[Collected data]
───

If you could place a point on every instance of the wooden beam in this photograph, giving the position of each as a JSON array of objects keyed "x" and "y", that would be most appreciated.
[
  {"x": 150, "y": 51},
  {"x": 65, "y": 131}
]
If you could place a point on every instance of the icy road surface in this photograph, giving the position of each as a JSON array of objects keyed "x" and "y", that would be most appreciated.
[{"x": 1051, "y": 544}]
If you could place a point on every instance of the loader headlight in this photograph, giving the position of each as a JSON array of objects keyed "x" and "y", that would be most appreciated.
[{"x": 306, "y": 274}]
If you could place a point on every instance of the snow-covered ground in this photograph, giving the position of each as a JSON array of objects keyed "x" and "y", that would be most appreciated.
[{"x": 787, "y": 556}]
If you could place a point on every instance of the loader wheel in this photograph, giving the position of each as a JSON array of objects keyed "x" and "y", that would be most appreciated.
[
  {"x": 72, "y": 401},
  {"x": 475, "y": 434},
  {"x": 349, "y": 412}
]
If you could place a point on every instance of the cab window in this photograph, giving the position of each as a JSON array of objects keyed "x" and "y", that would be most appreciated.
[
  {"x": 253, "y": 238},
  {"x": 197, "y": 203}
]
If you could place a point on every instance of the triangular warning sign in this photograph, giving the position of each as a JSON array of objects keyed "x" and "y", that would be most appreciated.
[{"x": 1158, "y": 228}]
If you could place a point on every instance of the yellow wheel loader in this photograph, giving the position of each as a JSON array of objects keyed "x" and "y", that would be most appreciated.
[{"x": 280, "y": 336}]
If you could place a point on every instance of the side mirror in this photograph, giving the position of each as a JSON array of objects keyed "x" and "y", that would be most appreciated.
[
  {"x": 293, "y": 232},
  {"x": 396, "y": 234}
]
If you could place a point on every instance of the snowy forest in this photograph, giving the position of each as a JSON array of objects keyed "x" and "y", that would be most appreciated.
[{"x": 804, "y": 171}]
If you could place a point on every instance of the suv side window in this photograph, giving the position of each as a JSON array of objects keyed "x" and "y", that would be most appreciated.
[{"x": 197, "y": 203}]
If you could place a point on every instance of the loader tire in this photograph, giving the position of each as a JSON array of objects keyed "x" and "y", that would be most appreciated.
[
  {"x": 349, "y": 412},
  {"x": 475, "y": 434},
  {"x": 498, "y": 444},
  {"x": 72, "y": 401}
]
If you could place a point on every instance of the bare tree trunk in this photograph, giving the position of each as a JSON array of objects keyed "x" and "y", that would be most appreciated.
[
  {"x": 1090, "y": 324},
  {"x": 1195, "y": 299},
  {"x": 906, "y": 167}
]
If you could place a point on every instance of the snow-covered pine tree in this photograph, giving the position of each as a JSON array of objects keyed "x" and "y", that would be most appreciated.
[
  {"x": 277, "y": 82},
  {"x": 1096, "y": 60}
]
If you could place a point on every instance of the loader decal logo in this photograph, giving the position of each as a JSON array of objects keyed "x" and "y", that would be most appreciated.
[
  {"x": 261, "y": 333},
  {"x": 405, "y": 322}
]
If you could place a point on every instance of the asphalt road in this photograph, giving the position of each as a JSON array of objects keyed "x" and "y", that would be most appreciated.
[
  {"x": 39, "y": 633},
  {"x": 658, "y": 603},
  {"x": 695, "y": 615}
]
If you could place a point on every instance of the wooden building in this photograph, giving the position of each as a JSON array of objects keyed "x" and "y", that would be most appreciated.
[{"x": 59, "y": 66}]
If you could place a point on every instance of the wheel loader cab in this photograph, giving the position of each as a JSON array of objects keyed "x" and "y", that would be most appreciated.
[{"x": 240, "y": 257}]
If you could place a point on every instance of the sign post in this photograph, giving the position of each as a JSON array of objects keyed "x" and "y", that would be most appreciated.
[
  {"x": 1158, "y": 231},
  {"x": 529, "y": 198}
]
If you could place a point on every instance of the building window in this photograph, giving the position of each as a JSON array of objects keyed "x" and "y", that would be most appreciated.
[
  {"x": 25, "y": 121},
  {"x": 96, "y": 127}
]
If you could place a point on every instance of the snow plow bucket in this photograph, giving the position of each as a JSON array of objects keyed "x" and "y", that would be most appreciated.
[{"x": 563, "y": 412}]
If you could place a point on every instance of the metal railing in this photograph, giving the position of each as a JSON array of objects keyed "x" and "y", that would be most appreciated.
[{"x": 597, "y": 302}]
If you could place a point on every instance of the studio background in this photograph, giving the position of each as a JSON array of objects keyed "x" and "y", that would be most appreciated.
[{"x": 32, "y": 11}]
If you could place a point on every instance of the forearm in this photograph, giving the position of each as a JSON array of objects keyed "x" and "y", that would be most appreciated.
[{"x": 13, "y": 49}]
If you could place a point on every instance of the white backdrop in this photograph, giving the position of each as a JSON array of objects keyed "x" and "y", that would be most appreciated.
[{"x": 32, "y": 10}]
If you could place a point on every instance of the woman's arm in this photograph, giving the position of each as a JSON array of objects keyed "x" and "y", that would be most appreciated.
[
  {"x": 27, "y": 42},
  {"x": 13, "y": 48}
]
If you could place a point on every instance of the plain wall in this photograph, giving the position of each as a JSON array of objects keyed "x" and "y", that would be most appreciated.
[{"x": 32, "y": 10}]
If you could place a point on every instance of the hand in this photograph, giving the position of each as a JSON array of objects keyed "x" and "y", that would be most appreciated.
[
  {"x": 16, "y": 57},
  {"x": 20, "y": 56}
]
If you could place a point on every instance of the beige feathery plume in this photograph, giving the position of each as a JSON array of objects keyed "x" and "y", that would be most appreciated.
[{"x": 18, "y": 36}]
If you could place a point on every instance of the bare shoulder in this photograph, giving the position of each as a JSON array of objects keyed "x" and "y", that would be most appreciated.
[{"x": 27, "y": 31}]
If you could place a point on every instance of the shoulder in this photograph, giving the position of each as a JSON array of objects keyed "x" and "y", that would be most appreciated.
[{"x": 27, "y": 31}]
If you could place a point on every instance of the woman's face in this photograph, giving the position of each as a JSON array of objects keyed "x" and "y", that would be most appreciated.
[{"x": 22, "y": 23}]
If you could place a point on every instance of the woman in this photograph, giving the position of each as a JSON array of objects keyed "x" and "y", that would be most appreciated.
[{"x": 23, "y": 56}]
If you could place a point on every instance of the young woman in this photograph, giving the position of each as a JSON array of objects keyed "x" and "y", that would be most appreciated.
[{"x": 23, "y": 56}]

───

**Given task:** Your task is to output all of the data above word for word.

**Exercise output:**
If you could place a point on every instance of the wooden beam in this photograph, giving the position of each as a JSON array of objects keyed "x" and "y", that would be most appreciated.
[
  {"x": 150, "y": 51},
  {"x": 65, "y": 131}
]
If you could place a point on every instance of the icy road surface in this photograph, giving the position of each as a JSON array of objects keyed "x" and "y", that would be most appreciated.
[{"x": 1051, "y": 544}]
If you could place a point on every instance of the loader headlight in this photograph, giving the position of each as a JSON array of objects keyed "x" and "y", that would be most appreciated.
[{"x": 306, "y": 274}]
If you could place a point on every instance of the snow-covered ground in this photograph, giving the position of each as a JSON array of objects keyed "x" and "y", that would be most appreciated.
[{"x": 787, "y": 556}]
If you could place a point on every instance of the loader wheel in this photograph, giving the position of each as a JSON array of objects keyed "x" and "y", that would be most appreciated.
[
  {"x": 72, "y": 401},
  {"x": 475, "y": 434},
  {"x": 349, "y": 412}
]
If you could place a point on every instance of the cab window in this photograph, giving the position of each as a JSON array of objects keyed "x" and "y", that would be most appreciated.
[
  {"x": 253, "y": 238},
  {"x": 197, "y": 203}
]
If you could place a point on every instance of the triangular warning sign in this photograph, giving the position of each as a JSON array of objects keyed "x" and "y", that would be most appreciated.
[{"x": 1158, "y": 228}]
If you could place a point on every instance of the yellow wheel loader in this photograph, giving the position of each as a JSON array of objects keyed "x" and "y", that would be most appreciated.
[{"x": 280, "y": 336}]
If you could place a point on every instance of the side mirror in this photograph, giving the position of each as a JSON array of objects keyed "x" and "y", that would be most appreciated.
[
  {"x": 293, "y": 232},
  {"x": 396, "y": 234}
]
If you could place a point on every instance of the snowy forest in this photograph, giving the position of each as a JSON array of objects keyed "x" and "y", that would be most appreciated.
[{"x": 804, "y": 171}]
If you could place a point on every instance of the suv side window in this photograph, giving the position of each as a JSON array of objects keyed "x" and "y", that would be most appreciated.
[{"x": 197, "y": 203}]
If you could place a point on every instance of the loader tire in this photograph, giving the position of each as a JSON array of objects keyed "x" and "y", that would be most appreciated.
[
  {"x": 349, "y": 412},
  {"x": 475, "y": 434},
  {"x": 498, "y": 444},
  {"x": 72, "y": 401}
]
If you could place a point on every instance of the bare tree trunk in this photograph, giving the position of each as a JSON array of objects keyed "x" and "y", that would be most appreciated.
[
  {"x": 1090, "y": 324},
  {"x": 1195, "y": 299},
  {"x": 906, "y": 167}
]
If you could place a point on every instance of the snow-covered pine tree in this photograph, giving the position of each as a JSON array of objects keyed "x" and "y", that would be most appreciated.
[
  {"x": 277, "y": 82},
  {"x": 1096, "y": 60}
]
If you could place a point on every instance of the loader decal logo in this photograph, giving the position of each as a JSON array of objects keyed "x" and "y", that would be most appreciated.
[
  {"x": 261, "y": 333},
  {"x": 405, "y": 322}
]
If you could place a point on every instance of the asphalt road in this photograph, giving the position of each as a JSON array of objects keyed "x" and "y", that would be most appreciated.
[
  {"x": 39, "y": 633},
  {"x": 658, "y": 603},
  {"x": 695, "y": 615}
]
If you could place a point on every instance of the wooden building in this photograph, giving the position of each as a JSON array of objects keyed "x" and "y", that would be most appreciated.
[{"x": 59, "y": 66}]
If you could place a point on every instance of the wheel loader cab in this photograph, giving the position of each as a JSON array of objects keyed "x" and "y", that would be most appreciated.
[{"x": 240, "y": 257}]
If you could place a point on every instance of the sign post in this photograph, giving the position of each as a JSON array of objects keyed "x" and "y", that would be most appreciated.
[
  {"x": 1158, "y": 231},
  {"x": 529, "y": 198}
]
If you could place a point on every instance of the building window in this photograph, giving the position of each as a JSON array of objects keyed "x" and "y", that would be most appreciated.
[
  {"x": 25, "y": 121},
  {"x": 96, "y": 127}
]
If you could place a point on every instance of the snow plow bucket in this photograph, giving the position of each as a JSON array of objects keyed "x" and "y", that would be most appreciated.
[{"x": 563, "y": 412}]
If you could place a point on every instance of the metal railing in this photograph, giving the position of each as a JSON array of objects keyed "x" and "y", that would be most appreciated.
[{"x": 597, "y": 302}]
If you could place a point on every instance of the studio background in this photograph, giving the position of each as a JSON array of objects keyed "x" and "y", that would be most appreciated.
[{"x": 32, "y": 11}]
If you could place a point on every instance of the forearm in this photograph, giving the position of each as a JSON array of objects keyed "x" and "y", that would be most appreciated.
[{"x": 13, "y": 49}]
If you could place a point on every instance of the white backdrop in this photograph, giving the position of each as a JSON array of objects keyed "x" and "y", that would be most appreciated.
[{"x": 32, "y": 10}]
If you could place a point on every instance of the woman's arm in this photograph, giving the position of each as a JSON array of objects keyed "x" and "y", that would be most appreciated.
[
  {"x": 27, "y": 42},
  {"x": 13, "y": 48}
]
If you could place a point on every instance of the plain wall in this photograph, giving the position of each as a JSON array of objects keyed "x" and "y", that would be most appreciated.
[{"x": 32, "y": 10}]
If you could place a point on every instance of the hand in this photograph, giving the position of each as a JSON array of objects keyed "x" and "y", that would be most appreciated.
[
  {"x": 16, "y": 57},
  {"x": 20, "y": 56}
]
If you could place a point on every instance of the beige feathery plume in this photograph, giving the position of each as a JSON array of objects keyed "x" and "y", that would be most appreciated.
[{"x": 18, "y": 36}]
If you could place a point on every instance of the bare shoulder in this photograph, giving the position of each as a JSON array of objects keyed "x" and "y", that would be most appreciated.
[{"x": 27, "y": 31}]
If you could place a point on every instance of the shoulder in this photograph, giving the position of each as a JSON array of objects keyed "x" and "y", that would be most appreciated.
[{"x": 27, "y": 31}]
If you could place a point on every instance of the woman's face in this photograph, giving the position of each as a JSON array of objects keyed "x" and "y", that would be most appreciated.
[{"x": 22, "y": 23}]
If you could place a point on every instance of the woman in this photograph, giving the position of each as a JSON array of objects keyed "x" and "y", that would be most appreciated.
[{"x": 23, "y": 56}]
If you could place a point on every instance of the young woman in this photograph, giving the position of each as a JSON array of objects keyed "x" and "y", that would be most appreciated.
[{"x": 23, "y": 56}]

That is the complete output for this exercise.